STATED EXERCISE A = Write out the post about maintaining the golang bot application word for word, from start to finish.

TEXT TO READ =
════

February 07, 2021

Placing Bets On Maintaining Application Longevity

This time I want to share my tears and joy of maintaining a golang bot application. We're going to talk about a gigantic refactoring, it's almost like a complete rewrite.

I know when you hear the word rewrite you'll be like this guy is instigating an insurgency warfare. There were reasons that made us crushing with this option. We'll talk about that later.

So, first of all, let me give you a little context of what we did.

You might ask, why do you say we? The reason for that is because I didn't do this alone, it was not a self narcissistic work.

So, I'm working for a deployment tooling team. Our job is mainly helping engineers in our company to get their applications or services to production.

My team is handling a bot that is responsible for deploying a huge monolithic code base that has been living for more than 11 years. There are almost like 500 engineers across different teams contributing to the code base. Nevertheless, we're (not my team) currently working on migrating this large code base to microservices.

So, This bot plays a certain role to the running business.

It's a handy crafted bot application assembled by a collaboration between SREs and Software Engineers, and bunch of people from across engineering teams also put their hands into the code base. Everybody can contribute anytime they want, everybody can implement any requirements for the bot. Everybody is like can I do this, can i have that, can we have this, what if we do this with this bot. That's the kind of discussions happening in the bot development.

════

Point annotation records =
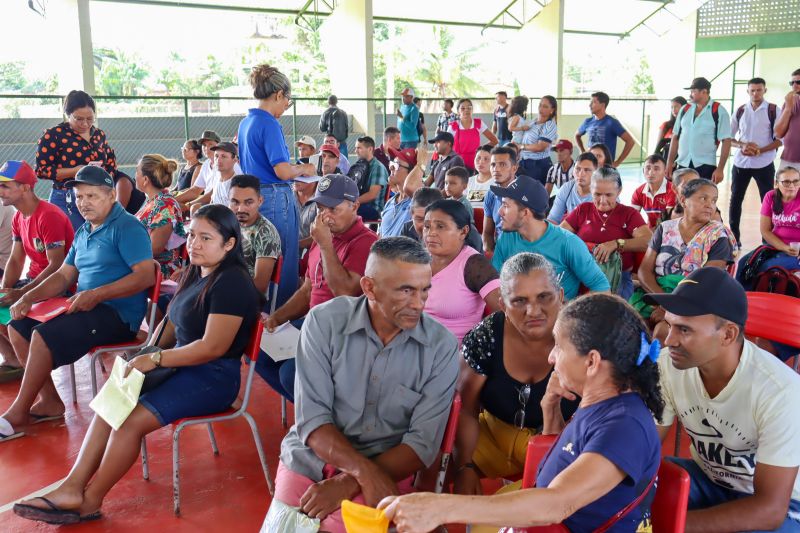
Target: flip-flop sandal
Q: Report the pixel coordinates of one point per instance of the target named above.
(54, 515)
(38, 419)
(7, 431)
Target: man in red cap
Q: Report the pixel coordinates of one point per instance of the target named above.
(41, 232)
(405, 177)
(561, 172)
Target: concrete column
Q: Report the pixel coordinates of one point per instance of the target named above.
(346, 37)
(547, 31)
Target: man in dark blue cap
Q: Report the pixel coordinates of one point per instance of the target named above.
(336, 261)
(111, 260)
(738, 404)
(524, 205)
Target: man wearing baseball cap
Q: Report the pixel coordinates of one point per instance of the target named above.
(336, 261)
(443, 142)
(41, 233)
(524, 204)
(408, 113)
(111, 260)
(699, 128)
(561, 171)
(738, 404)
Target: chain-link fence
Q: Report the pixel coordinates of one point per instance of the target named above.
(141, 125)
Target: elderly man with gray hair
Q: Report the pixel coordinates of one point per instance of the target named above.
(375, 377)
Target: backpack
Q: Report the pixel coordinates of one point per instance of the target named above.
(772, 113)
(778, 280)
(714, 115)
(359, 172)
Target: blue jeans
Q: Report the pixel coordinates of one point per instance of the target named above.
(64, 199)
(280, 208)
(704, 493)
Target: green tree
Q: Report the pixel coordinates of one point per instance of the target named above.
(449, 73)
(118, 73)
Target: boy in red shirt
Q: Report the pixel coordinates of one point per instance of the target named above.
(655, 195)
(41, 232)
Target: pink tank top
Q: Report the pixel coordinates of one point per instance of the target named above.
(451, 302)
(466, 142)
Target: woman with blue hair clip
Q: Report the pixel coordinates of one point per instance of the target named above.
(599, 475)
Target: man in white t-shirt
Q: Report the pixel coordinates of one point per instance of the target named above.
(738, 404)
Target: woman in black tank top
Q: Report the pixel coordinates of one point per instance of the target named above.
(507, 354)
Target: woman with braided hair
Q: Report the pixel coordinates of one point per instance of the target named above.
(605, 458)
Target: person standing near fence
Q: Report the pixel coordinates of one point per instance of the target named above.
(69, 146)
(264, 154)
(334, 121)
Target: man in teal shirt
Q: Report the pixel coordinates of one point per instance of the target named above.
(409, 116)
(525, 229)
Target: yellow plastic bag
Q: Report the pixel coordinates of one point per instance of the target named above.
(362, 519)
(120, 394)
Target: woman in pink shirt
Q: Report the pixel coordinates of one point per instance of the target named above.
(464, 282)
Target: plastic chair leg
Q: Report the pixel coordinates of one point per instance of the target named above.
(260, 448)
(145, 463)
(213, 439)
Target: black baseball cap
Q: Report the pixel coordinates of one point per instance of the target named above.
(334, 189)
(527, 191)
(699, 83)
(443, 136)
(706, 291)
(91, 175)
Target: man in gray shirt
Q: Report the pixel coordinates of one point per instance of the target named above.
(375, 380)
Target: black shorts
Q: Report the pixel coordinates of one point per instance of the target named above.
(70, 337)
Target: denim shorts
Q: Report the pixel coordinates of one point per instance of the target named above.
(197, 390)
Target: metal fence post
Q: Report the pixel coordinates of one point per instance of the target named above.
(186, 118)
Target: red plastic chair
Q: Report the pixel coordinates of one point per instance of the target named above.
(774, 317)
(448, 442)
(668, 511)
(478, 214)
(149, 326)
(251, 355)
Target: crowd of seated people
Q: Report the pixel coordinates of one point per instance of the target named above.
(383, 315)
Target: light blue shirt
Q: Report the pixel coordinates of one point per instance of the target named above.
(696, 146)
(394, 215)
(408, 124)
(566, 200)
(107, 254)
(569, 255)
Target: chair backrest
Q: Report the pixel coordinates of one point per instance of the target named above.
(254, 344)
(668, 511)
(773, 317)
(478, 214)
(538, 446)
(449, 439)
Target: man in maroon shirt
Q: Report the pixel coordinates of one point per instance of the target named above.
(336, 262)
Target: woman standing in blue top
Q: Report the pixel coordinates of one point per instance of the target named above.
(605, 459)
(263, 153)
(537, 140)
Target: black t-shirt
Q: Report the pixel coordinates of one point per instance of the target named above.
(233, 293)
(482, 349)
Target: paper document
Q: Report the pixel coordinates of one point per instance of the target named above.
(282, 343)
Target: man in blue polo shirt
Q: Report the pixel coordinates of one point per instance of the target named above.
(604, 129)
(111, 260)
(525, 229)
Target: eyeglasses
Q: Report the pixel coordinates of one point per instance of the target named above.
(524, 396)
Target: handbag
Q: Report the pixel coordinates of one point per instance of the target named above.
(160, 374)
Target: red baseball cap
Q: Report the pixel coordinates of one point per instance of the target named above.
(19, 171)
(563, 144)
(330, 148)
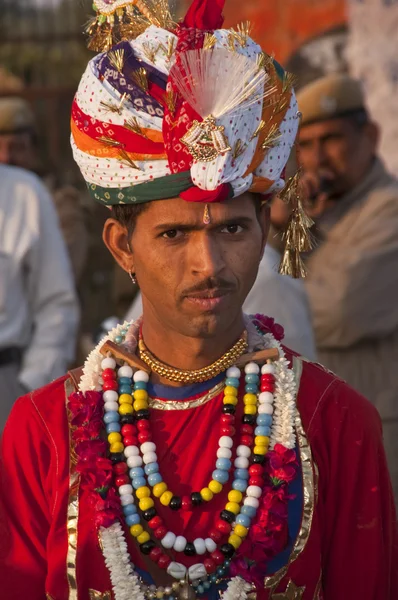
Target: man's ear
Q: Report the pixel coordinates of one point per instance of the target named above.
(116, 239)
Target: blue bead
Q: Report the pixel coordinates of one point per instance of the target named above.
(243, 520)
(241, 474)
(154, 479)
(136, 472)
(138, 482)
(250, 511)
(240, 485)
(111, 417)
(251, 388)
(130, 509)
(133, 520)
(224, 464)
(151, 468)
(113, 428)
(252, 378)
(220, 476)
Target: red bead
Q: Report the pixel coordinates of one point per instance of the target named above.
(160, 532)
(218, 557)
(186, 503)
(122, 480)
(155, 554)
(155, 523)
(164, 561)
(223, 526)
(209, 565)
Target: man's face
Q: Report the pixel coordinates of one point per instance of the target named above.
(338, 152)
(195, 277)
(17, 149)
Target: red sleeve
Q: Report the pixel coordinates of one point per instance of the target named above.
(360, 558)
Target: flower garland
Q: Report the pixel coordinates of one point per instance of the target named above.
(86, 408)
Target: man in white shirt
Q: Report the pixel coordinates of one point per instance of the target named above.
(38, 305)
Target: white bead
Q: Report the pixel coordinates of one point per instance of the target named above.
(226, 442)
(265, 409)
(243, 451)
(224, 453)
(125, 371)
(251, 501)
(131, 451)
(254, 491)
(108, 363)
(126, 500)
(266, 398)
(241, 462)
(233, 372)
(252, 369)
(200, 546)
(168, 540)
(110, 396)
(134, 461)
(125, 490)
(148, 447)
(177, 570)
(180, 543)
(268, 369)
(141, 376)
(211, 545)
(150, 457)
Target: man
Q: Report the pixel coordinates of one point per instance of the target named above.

════

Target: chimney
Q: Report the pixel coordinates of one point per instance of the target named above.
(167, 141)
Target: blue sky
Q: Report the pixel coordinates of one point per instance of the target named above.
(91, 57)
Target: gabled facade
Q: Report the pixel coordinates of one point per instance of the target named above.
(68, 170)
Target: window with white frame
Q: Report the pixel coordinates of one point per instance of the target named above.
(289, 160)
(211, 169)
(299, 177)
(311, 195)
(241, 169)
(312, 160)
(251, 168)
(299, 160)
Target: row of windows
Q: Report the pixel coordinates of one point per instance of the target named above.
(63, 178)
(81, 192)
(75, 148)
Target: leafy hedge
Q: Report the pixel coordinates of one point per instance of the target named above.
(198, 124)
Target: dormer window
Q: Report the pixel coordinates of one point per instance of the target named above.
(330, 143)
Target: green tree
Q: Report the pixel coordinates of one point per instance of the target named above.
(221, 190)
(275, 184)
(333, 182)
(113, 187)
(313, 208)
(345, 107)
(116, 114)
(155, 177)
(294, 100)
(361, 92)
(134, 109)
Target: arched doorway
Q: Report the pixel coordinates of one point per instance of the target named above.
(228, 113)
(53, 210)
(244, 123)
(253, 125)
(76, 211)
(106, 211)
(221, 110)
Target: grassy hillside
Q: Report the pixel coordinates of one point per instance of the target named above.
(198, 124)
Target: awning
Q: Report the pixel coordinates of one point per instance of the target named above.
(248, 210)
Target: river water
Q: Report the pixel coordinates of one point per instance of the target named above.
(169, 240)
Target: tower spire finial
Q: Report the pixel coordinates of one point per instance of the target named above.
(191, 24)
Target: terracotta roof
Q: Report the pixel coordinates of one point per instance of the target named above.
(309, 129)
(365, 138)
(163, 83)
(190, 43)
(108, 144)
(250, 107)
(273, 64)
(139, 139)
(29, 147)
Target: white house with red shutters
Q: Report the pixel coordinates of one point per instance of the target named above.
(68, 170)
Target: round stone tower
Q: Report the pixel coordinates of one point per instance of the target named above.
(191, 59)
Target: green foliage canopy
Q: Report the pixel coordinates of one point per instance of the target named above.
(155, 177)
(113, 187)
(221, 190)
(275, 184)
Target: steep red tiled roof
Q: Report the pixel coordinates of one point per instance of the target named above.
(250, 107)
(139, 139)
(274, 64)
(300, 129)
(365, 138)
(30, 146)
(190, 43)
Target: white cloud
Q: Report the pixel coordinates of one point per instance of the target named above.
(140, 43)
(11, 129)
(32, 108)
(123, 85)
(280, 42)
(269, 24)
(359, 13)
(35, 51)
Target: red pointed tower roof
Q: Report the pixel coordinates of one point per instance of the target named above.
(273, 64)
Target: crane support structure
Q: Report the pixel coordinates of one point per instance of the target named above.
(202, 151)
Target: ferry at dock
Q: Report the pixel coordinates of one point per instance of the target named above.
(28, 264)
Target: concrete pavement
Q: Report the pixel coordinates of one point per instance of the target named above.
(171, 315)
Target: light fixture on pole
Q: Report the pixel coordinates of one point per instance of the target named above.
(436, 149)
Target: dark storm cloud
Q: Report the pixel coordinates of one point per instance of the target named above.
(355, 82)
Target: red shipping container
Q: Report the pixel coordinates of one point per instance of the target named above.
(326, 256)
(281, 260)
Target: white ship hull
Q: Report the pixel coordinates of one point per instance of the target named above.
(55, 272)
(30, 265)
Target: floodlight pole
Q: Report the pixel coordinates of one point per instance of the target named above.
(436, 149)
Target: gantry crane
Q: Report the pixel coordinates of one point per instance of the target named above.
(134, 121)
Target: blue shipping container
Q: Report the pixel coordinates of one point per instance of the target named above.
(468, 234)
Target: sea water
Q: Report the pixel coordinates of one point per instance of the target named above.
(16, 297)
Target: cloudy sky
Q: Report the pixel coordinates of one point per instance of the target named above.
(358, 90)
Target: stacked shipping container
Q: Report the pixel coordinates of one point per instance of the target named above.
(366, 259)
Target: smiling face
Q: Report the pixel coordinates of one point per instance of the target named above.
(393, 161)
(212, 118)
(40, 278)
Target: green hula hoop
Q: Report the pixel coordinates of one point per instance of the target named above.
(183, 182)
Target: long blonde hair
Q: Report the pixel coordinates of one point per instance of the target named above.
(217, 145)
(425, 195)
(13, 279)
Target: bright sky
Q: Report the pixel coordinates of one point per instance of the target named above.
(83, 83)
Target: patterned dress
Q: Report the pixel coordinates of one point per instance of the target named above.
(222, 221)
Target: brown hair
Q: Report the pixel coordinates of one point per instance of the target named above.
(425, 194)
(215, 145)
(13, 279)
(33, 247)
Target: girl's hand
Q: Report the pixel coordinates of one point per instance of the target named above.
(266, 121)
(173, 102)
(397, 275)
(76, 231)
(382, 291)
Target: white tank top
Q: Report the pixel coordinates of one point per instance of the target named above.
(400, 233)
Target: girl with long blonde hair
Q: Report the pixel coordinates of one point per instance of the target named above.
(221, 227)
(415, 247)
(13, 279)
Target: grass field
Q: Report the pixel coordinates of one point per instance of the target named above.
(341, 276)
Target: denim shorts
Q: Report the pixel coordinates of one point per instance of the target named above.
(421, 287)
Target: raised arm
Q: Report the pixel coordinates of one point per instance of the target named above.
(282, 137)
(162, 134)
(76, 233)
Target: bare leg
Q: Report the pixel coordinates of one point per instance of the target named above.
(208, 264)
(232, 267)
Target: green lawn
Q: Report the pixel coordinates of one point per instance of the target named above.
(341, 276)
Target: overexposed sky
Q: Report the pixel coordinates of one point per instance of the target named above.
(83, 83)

════

STATED EXERCISE B = Pick out every line of the records that contains the word "green" and copy each one. Only matches with the same uppercase and lowercase letters count.

EXERCISE SOLUTION A =
February 07, 2021

Placing Bets On Maintaining Application Longevity

This time I want to share my tears and joy of maintaining a golang bot application. We're going to talk about a gigantic refactoring, it's almost like a complete rewrite.

I know when you hear the word rewrite you'll be like this guy is instigating an insurgency warfare. There were reasons that made us crushing with this option. We'll talk about that later.

So, first of all, let me give you a little context of what we did.

You might ask, why do you say we? The reason for that is because I didn't do this alone, it was not a self narcissistic work.

So, I'm working for a deployment tooling team. Our job is mainly helping engineers in our company to get their applications or services to production.

My team is handling a bot that is responsible for deploying a huge monolithic code base that has been living for more than 11 years. There are almost like 500 engineers across different teams contributing to the code base. Nevertheless, we're (not my team) currently working on migrating this large code base to microservices.

So, This bot plays a certain role to the running business.

It's a handy crafted bot application assembled by a collaboration between SREs and Software Engineers, and bunch of people from across engineering teams also put their hands into the code base. Everybody can contribute anytime they want, everybody can implement any requirements for the bot. Everybody is like can I do this, can i have that, can we have this, what if we do this with this bot. That's the kind of discussions happening in the bot development.

EXERCISE SOLUTION B =
Target: green tree
Target: green tree
Target: green foliage canopy
Target: green hula hoop
Target: green lawn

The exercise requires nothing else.